## [Task requirements]
Please list every line of the records below that contains the string "this".

▼

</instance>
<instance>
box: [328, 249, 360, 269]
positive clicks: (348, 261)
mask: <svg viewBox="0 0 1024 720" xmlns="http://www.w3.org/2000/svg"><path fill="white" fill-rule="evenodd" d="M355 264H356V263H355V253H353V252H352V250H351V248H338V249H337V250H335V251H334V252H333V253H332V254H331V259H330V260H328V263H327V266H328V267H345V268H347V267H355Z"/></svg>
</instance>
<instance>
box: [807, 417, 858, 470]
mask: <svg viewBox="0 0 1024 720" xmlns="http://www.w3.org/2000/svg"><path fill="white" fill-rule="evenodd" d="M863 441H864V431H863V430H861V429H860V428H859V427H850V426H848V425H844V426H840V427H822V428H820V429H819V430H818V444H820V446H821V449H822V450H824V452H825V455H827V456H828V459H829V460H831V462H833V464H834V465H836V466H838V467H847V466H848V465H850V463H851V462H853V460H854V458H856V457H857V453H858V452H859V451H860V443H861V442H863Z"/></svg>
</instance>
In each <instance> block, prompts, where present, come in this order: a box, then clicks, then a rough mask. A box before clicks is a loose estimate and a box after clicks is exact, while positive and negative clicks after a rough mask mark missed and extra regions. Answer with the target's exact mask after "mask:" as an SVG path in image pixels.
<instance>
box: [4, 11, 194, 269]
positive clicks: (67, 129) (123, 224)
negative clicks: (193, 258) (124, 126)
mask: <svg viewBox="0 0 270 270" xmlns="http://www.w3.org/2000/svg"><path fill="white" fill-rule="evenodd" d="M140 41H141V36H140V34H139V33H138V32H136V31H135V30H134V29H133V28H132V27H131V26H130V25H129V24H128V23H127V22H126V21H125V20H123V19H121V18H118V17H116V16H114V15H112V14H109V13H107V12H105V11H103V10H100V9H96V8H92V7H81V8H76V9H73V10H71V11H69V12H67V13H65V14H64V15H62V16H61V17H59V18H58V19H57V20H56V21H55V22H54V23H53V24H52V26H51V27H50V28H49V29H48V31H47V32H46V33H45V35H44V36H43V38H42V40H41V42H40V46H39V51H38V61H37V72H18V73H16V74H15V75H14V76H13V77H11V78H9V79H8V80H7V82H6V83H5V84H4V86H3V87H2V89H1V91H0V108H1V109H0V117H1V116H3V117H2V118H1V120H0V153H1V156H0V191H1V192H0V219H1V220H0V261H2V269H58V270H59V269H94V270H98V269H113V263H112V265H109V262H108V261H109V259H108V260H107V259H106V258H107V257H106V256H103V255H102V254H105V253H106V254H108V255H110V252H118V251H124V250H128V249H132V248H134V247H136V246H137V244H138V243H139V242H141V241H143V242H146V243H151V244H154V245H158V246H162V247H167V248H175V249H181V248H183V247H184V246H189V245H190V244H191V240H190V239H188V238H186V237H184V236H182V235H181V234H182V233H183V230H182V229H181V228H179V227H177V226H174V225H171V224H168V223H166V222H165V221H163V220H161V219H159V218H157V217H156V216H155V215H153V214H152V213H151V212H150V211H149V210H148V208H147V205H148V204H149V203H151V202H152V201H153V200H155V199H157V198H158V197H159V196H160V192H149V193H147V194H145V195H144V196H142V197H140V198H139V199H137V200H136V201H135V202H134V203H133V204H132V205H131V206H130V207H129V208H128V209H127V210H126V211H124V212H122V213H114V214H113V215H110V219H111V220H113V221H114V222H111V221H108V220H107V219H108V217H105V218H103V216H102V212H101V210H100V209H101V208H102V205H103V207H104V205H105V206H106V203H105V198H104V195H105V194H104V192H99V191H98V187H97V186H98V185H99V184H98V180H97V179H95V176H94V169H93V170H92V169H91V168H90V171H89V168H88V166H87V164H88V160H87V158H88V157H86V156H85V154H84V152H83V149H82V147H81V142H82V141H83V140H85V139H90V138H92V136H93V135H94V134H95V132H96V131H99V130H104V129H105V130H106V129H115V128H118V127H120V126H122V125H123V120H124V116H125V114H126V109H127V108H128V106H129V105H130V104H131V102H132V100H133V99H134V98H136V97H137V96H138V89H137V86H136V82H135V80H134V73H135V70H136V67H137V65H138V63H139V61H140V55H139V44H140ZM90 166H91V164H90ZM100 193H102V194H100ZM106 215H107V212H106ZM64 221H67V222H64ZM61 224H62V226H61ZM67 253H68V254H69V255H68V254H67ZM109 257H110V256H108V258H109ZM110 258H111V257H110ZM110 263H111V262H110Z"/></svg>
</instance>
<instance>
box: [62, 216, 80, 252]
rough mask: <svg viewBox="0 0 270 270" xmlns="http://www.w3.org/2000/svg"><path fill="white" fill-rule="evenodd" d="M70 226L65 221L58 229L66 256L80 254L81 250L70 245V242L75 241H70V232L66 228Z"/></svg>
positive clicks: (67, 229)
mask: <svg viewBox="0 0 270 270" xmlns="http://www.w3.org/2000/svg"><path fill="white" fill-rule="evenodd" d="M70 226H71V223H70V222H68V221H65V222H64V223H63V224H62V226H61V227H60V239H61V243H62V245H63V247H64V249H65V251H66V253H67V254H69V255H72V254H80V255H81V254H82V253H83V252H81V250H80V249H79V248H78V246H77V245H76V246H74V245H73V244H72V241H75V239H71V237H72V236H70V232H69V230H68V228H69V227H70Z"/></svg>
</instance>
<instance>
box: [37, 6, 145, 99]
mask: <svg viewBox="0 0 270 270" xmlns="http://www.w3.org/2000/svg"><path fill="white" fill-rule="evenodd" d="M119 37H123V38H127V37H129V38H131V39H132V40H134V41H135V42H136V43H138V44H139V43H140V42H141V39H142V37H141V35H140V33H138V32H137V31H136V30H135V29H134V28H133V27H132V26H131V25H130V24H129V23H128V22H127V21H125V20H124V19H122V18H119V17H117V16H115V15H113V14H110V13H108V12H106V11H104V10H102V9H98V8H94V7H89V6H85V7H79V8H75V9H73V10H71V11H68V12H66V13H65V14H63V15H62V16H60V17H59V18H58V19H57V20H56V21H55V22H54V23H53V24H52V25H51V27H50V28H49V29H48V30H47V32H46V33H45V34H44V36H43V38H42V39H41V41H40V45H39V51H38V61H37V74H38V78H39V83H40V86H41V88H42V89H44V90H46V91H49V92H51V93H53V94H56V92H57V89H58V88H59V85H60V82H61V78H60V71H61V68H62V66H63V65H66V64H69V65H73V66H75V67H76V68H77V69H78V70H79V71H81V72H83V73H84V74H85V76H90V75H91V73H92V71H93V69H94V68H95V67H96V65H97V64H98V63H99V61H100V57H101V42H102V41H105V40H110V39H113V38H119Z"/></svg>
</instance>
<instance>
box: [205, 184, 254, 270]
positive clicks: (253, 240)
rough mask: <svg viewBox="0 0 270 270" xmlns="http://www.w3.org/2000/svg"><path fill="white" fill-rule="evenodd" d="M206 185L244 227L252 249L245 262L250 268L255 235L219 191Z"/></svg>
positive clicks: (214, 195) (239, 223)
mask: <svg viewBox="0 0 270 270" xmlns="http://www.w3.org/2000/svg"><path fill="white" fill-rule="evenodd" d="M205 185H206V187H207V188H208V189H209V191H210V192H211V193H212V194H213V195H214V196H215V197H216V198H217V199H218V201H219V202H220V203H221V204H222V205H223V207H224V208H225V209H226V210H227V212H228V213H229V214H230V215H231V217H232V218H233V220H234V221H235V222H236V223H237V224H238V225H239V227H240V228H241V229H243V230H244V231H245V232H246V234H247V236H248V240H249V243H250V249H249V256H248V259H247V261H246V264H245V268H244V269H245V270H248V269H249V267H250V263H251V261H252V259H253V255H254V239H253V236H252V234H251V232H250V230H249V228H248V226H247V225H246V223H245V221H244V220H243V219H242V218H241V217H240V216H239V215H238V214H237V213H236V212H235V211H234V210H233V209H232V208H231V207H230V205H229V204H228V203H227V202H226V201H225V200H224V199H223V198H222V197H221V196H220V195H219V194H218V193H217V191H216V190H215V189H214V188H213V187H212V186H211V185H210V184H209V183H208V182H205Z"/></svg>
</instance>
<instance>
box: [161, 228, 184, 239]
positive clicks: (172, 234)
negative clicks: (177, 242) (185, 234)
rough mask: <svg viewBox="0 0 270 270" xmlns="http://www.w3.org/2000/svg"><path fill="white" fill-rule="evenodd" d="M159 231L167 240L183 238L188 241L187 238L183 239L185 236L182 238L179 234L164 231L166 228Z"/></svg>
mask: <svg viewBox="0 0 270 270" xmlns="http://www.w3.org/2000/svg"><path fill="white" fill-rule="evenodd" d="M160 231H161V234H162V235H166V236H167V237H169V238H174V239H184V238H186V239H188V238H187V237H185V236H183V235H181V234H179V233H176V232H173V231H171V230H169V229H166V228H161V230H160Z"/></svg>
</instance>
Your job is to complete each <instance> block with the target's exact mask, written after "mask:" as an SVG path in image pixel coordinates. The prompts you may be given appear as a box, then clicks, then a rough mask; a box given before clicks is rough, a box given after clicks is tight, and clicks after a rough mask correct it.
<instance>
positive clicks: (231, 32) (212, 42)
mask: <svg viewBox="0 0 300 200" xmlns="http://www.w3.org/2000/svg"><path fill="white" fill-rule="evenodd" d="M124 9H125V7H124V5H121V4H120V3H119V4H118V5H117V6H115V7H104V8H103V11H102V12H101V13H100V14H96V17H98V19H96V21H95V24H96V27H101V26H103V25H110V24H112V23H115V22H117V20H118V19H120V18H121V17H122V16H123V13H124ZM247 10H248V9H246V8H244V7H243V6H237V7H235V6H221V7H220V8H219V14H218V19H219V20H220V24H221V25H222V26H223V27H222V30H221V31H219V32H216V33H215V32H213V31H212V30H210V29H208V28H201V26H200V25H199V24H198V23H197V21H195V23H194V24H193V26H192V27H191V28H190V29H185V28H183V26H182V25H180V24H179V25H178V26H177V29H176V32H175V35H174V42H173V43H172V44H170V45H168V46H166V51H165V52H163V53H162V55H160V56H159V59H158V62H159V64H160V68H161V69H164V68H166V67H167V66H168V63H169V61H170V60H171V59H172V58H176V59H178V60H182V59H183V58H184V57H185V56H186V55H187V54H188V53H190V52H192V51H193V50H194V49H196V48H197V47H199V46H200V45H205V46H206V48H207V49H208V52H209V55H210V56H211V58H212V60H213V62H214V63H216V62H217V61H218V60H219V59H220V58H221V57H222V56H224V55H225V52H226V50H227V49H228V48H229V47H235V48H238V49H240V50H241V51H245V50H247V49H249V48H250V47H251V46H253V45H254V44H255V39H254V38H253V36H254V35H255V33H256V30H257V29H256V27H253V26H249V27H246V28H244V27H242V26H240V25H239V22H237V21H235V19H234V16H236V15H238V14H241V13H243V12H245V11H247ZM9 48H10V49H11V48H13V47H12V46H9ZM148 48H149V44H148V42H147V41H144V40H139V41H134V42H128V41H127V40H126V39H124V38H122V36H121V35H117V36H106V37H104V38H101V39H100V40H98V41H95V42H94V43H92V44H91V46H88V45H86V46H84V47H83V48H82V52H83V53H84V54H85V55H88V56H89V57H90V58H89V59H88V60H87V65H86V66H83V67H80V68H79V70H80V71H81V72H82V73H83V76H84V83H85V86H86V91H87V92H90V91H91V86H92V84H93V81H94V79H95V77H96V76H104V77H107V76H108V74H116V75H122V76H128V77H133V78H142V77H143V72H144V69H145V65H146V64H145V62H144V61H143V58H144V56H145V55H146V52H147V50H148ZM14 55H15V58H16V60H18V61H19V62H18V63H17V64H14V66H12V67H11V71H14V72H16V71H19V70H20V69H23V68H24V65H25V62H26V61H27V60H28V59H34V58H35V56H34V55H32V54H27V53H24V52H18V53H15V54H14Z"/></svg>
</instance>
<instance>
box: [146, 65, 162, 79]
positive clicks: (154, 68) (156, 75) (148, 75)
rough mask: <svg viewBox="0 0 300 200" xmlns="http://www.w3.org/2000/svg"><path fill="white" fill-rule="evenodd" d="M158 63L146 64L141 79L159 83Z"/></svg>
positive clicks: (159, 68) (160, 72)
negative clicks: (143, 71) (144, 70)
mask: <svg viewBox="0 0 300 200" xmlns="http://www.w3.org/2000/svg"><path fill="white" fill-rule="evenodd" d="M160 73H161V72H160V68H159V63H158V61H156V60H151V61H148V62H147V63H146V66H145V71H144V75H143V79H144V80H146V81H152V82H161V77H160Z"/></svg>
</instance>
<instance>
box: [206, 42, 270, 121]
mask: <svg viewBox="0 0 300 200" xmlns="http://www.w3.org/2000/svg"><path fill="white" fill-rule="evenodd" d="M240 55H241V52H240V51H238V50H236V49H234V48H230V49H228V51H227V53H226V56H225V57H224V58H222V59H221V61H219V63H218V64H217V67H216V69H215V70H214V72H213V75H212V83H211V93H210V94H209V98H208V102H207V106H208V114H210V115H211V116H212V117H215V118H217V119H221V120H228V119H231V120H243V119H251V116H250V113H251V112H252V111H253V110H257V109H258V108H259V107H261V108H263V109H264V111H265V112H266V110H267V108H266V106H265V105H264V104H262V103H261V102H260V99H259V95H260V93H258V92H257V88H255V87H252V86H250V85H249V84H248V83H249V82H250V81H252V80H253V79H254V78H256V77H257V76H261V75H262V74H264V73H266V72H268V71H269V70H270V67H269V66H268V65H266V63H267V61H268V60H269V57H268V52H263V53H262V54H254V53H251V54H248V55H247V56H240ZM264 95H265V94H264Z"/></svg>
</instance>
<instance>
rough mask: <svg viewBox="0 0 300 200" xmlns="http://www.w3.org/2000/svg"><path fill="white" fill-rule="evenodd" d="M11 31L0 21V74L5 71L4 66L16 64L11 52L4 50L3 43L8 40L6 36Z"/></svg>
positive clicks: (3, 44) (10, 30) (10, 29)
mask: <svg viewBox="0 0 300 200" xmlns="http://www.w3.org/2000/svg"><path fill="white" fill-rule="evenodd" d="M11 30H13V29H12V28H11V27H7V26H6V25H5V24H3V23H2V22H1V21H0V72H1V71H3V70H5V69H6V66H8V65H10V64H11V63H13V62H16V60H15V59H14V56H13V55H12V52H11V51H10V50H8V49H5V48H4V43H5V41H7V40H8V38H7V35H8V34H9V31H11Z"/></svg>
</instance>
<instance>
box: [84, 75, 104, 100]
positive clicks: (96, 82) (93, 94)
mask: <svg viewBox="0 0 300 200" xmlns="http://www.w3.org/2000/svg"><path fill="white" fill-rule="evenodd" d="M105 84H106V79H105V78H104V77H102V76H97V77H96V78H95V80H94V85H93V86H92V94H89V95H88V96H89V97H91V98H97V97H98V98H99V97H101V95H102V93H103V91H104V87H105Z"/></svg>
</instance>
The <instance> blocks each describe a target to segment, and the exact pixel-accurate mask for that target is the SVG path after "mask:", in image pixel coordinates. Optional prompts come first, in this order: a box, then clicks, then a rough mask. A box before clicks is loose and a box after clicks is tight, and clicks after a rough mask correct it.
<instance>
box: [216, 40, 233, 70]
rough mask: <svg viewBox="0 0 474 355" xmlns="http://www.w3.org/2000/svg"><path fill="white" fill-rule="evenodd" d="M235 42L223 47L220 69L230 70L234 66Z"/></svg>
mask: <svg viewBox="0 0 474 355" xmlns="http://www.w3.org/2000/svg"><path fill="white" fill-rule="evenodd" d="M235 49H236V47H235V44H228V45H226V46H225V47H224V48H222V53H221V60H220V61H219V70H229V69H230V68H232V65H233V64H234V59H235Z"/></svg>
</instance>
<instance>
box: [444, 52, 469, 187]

▲

## [Task output]
In each <instance> block, prompts, where present, come in this order: a box, then clicks, then a rough mask. A box before clicks is a loose estimate and a box after clicks is exact, while positive and negative clicks after a rough mask mark missed and extra regions. Answer with the target's exact mask after "mask:" as an SVG path in image pixels.
The <instance> blocks each describe a target to segment, and the exact pixel-accurate mask for that target is the SVG path after "mask:", in image pixel coordinates. Optional prompts come first, in this order: a box, then clicks, then a rough mask. A box before clicks is loose and a box after clicks is tight, and clicks after a rough mask correct it.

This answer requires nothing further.